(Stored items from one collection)
--*--
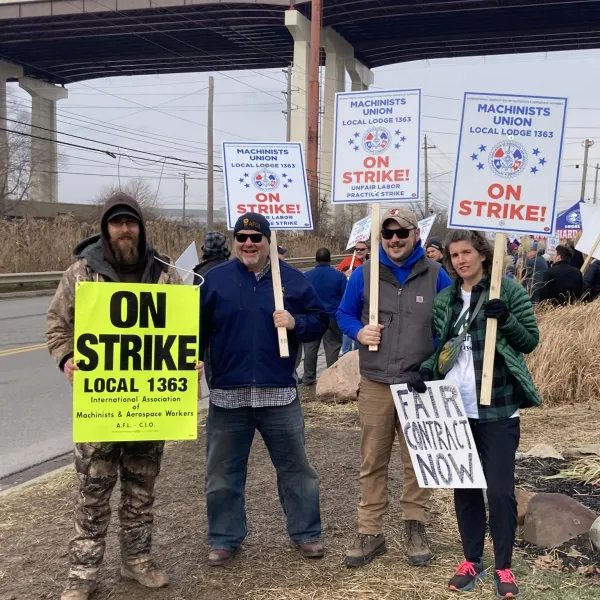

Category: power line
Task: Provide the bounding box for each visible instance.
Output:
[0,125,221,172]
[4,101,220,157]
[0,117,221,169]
--*--
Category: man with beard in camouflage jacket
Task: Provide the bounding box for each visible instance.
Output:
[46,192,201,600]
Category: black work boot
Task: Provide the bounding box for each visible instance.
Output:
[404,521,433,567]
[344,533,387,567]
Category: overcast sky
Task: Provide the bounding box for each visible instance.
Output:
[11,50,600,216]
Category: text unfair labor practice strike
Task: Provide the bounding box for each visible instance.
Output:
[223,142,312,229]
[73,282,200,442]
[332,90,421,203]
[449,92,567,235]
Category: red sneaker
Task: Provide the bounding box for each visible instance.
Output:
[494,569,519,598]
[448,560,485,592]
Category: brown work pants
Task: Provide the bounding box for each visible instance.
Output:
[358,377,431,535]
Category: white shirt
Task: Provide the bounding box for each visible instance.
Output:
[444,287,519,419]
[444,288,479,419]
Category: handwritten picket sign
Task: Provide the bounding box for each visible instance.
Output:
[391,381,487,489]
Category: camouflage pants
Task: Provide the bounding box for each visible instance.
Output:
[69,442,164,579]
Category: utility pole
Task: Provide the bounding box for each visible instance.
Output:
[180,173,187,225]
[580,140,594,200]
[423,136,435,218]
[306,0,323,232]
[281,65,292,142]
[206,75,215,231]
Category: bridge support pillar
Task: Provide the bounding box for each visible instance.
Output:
--*--
◆ Task to complete
Please pick out each line of the listing above that contains the string "camouflage", matching case exactly.

◆ Written response
Category: man with beard in camouflage jacket
Category: camouflage pants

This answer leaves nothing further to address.